### Exercise goal
Start at the top line and retype the data exactly through to the end.

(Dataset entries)
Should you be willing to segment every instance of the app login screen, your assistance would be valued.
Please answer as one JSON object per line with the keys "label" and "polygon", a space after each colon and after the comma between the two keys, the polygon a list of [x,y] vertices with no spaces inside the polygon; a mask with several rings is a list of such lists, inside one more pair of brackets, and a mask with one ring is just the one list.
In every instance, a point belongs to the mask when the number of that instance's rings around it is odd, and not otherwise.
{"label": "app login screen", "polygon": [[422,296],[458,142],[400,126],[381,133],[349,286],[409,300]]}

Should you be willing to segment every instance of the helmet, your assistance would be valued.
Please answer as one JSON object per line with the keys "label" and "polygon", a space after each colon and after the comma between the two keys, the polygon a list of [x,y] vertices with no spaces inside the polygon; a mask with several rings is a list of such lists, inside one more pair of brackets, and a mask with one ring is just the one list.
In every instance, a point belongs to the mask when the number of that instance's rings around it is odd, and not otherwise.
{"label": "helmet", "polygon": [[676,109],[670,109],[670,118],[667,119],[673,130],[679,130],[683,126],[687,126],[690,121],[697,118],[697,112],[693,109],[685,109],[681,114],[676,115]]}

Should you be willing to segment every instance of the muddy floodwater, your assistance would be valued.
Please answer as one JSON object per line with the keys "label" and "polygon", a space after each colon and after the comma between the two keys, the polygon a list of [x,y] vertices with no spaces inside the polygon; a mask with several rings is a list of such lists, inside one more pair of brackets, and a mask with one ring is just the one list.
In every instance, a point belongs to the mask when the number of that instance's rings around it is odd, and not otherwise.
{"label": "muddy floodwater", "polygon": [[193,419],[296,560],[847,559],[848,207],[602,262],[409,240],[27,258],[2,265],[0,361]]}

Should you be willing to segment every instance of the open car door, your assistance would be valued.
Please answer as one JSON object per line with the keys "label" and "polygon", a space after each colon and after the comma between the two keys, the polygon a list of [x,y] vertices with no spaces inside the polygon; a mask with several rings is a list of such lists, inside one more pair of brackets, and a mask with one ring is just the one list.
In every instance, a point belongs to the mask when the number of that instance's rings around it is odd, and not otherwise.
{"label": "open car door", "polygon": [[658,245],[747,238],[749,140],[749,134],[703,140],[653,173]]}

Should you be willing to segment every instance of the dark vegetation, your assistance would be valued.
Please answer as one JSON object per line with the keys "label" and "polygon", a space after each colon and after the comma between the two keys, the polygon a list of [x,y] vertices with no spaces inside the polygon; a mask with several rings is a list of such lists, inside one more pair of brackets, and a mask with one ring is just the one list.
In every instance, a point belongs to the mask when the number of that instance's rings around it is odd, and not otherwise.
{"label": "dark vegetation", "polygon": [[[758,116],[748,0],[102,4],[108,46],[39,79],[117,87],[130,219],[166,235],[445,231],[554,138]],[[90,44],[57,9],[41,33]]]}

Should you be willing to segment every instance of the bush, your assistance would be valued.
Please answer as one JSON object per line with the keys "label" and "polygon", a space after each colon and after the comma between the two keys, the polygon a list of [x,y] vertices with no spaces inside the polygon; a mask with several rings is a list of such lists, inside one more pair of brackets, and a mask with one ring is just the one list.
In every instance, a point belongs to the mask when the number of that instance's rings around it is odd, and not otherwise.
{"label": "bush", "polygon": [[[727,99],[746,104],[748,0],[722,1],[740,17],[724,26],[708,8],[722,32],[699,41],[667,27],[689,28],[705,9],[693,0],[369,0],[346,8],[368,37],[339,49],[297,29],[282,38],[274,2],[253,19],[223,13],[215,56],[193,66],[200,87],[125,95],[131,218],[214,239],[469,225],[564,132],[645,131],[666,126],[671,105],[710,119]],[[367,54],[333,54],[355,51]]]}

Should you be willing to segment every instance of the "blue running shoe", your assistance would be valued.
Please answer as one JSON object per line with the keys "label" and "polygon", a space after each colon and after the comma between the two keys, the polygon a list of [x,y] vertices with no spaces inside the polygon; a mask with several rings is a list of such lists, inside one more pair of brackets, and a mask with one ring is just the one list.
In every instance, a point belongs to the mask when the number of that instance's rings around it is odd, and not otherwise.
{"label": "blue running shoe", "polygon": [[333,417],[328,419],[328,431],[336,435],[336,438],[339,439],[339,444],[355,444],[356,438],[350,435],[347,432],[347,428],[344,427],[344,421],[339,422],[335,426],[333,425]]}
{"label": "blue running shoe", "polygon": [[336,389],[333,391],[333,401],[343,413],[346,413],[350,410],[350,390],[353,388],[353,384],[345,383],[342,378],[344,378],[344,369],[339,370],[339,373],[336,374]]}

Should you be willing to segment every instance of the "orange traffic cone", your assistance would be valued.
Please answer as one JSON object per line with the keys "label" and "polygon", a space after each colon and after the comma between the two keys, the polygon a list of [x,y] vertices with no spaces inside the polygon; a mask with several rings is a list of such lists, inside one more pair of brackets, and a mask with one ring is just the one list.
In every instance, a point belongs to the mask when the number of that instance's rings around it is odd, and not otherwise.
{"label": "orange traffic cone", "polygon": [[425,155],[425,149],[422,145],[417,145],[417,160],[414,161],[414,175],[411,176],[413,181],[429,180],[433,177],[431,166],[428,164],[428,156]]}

### Task result
Should you be willing to segment every instance of the app login screen, your assistance would be valued.
Please answer as one JSON object per line with the keys "label" and "polygon", a space after each colon and after the comma between the two keys, the polygon a list of [x,y] vertices with no spaces inside the polygon; a mask with several rings is a list of such lists, inside one more pair of brackets, and a mask with one ring is just the one list.
In every instance, a point belongs to the mask when the number of that instance's rings around it is odd, and not otherwise.
{"label": "app login screen", "polygon": [[422,296],[458,142],[400,126],[381,133],[349,286],[409,300]]}

Should you be willing to segment every instance of the helmet, your assistance would be valued.
Please answer as one JSON object per line with the keys "label" and "polygon", a space after each colon and after the comma between the two keys, the polygon a list of [x,y] vertices with no spaces inside the polygon; a mask with several rings is a list of such lists, inside one more pair of brackets, and a mask with one ring is just the one list.
In every instance, a point belongs to the mask when the number of that instance's rings around it is odd, and not otherwise.
{"label": "helmet", "polygon": [[676,109],[670,109],[670,118],[667,119],[673,130],[679,130],[683,126],[687,126],[690,121],[697,118],[697,112],[693,109],[685,109],[681,114],[676,115]]}

Should you be willing to segment every instance of the muddy floodwater, your assistance would be valued.
Please answer as one JSON object per line with the keys "label" and "polygon", a space after each colon and after the comma between the two keys, the polygon a list of [x,y] vertices with no spaces inside the polygon; a mask with several rings is a list of such lists, inside one more pair of brackets, and a mask with one ring is just the one list.
In every instance, a point belongs to the mask when the number of that instance's rings around it is odd, and not otherwise.
{"label": "muddy floodwater", "polygon": [[193,419],[296,560],[847,559],[848,207],[602,262],[409,240],[27,258],[2,265],[0,361]]}

Should you be willing to segment every instance of the open car door, your assistance would be valued.
Please answer as one JSON object per line with the keys "label" and "polygon", a space after each colon and after the comma between the two keys, the polygon a list of [x,y] vertices with no spaces inside the polygon; a mask with several rings is a list of such lists, inside one more pair of brackets, and a mask with one ring is just the one list.
In every instance, a point belongs to the mask when the number of that instance's rings around it is odd, and not otherwise.
{"label": "open car door", "polygon": [[658,245],[747,238],[749,140],[749,134],[703,140],[653,173]]}

Should you be willing to segment every instance of the dark vegetation, your assistance would be valued.
Please answer as one JSON object per line with the keys "label" and "polygon", a space after each colon and after the comma between the two keys, the polygon a list of [x,y] vertices with no spaces inside the polygon; a mask with several rings is a list of such lists, inside one more pair of brackets, and a mask with one ring is just the one list.
In every instance, a point belongs to the mask when the number of that instance's rings around it is odd, and not otherwise.
{"label": "dark vegetation", "polygon": [[[758,116],[748,0],[102,4],[108,46],[39,79],[117,87],[130,219],[166,235],[445,231],[554,138]],[[90,44],[57,9],[41,33]]]}

Should you be willing to segment every instance of the bush, your assistance would be valued.
Please answer as one JSON object per line with the keys "label" and "polygon", a space after each colon and after the comma between the two keys, the polygon a list of [x,y] vertices with no spaces inside the polygon; a mask with several rings is a list of such lists, inside one more pair of brackets, and a mask with one ring is just the one list.
In every instance, a point belongs to the mask when the number of that instance's rings around it is odd, and not otherwise.
{"label": "bush", "polygon": [[[727,99],[746,104],[748,0],[722,1],[740,17],[724,26],[708,8],[722,32],[699,41],[667,27],[689,28],[705,9],[693,0],[369,0],[346,8],[368,37],[339,49],[297,29],[282,38],[274,2],[253,19],[223,13],[215,56],[193,66],[200,87],[125,95],[131,218],[214,239],[469,225],[564,132],[645,131],[666,126],[671,105],[710,119]],[[367,54],[333,54],[355,51]]]}

Should you be willing to segment every instance of the "blue running shoe", your assistance would be valued.
Please answer as one JSON object per line with the keys "label" and "polygon", a space after each colon and after the comma between the two keys, the polygon a list of [x,y] vertices with no spaces inside the polygon; a mask with several rings is a list of such lists, inside one more pair of brackets, and a mask with one ring is just the one list.
In every instance, a point belongs to the mask when the number of that instance's rings around it is odd, and not otherwise.
{"label": "blue running shoe", "polygon": [[333,417],[328,419],[328,431],[336,435],[336,438],[339,439],[339,444],[355,444],[356,438],[350,435],[347,432],[347,428],[344,427],[344,421],[339,422],[335,426],[333,425]]}
{"label": "blue running shoe", "polygon": [[336,389],[333,391],[333,401],[343,413],[346,413],[350,410],[350,390],[353,388],[353,384],[345,383],[342,378],[344,378],[344,369],[339,370],[339,373],[336,374]]}

Should you be willing to segment every instance of the "orange traffic cone", your assistance would be valued.
Please answer as one JSON object per line with the keys "label" and "polygon", a space after each colon and after the comma between the two keys, the polygon a list of [x,y] vertices with no spaces inside the polygon; a mask with several rings is a list of such lists, inside one more pair of brackets, and a mask with one ring is just the one list.
In every instance, a point belongs to the mask when the number of that instance's rings around it is odd, and not otherwise.
{"label": "orange traffic cone", "polygon": [[425,155],[425,149],[422,145],[417,145],[417,160],[414,161],[414,175],[411,176],[413,181],[429,180],[433,177],[431,166],[428,164],[428,156]]}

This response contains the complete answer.